Records from a data source:
###
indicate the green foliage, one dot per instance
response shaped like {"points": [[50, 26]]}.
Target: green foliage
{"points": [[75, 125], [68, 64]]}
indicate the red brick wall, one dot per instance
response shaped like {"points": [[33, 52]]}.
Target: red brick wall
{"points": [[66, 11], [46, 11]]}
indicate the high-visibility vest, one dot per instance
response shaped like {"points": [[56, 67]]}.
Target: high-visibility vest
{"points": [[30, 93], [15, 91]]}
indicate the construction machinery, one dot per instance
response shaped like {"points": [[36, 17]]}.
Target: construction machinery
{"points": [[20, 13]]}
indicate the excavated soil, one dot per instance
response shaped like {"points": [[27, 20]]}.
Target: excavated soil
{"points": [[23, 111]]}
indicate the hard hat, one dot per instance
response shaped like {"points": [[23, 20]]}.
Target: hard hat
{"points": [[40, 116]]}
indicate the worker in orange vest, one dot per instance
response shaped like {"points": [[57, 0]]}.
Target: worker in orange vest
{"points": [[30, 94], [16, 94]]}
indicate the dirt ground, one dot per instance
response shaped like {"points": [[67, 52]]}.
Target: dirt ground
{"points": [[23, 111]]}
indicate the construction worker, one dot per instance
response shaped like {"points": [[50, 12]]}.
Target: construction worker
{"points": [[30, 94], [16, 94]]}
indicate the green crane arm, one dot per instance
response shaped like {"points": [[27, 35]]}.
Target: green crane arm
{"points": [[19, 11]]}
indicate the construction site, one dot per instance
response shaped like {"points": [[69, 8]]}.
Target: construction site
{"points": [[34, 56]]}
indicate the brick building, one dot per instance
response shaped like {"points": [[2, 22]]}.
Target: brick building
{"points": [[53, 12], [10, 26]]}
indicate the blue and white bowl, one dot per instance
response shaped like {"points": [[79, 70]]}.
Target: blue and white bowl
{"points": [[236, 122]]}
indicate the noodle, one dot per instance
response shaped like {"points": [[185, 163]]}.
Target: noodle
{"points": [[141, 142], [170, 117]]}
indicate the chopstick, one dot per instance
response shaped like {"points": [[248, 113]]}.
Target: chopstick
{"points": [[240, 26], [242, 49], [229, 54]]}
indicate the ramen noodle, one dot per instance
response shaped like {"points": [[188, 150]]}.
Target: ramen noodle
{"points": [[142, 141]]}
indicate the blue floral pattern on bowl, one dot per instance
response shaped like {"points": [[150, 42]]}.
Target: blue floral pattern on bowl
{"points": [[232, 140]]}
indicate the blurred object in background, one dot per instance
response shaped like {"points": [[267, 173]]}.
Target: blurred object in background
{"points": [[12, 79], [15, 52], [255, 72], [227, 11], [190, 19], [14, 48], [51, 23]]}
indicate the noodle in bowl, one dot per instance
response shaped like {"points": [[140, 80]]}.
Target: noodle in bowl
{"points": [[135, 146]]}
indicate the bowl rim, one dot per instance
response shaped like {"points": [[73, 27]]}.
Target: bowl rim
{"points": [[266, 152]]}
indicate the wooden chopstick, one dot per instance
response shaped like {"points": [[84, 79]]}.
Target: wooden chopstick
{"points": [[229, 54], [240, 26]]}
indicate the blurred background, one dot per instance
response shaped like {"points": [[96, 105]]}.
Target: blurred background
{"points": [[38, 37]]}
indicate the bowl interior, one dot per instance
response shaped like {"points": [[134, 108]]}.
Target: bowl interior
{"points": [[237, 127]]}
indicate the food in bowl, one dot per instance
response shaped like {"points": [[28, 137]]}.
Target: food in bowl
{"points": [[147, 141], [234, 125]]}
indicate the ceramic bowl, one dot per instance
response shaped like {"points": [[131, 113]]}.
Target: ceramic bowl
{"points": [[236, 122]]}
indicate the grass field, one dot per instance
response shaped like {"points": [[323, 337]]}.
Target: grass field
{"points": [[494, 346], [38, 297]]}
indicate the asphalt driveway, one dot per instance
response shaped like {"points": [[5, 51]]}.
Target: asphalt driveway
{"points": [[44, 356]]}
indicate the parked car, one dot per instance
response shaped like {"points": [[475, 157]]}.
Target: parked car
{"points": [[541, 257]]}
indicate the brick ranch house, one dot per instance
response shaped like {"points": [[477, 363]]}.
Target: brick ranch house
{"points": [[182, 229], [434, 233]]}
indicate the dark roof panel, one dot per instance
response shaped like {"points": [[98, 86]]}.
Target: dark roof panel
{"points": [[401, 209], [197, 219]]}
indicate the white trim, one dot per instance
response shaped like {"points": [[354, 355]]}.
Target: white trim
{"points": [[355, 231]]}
###
_SET PROBLEM_
Reproduce word for word everything in the listing above, from the line containing "indicate the asphalt" down to the final line of the listing.

_THE OUTPUT_
indicate the asphalt driveway, one dot per instance
response shaped like {"points": [[5, 51]]}.
Target: asphalt driveway
{"points": [[44, 356]]}
indicate the parked car, one dot per instance
response shaped like {"points": [[475, 157]]}.
Target: parked car
{"points": [[541, 257]]}
indicate the brick ranch house, one dot per instance
response shaped like {"points": [[477, 363]]}.
Target: brick ranch house
{"points": [[182, 229], [434, 233]]}
indicate the dark roof panel, one dot per instance
response shaped like {"points": [[98, 86]]}.
Target: dark roof panel
{"points": [[401, 209], [197, 219]]}
indicate the white trim, one dot per instance
response shaped like {"points": [[354, 355]]}.
Target: white trim
{"points": [[355, 231]]}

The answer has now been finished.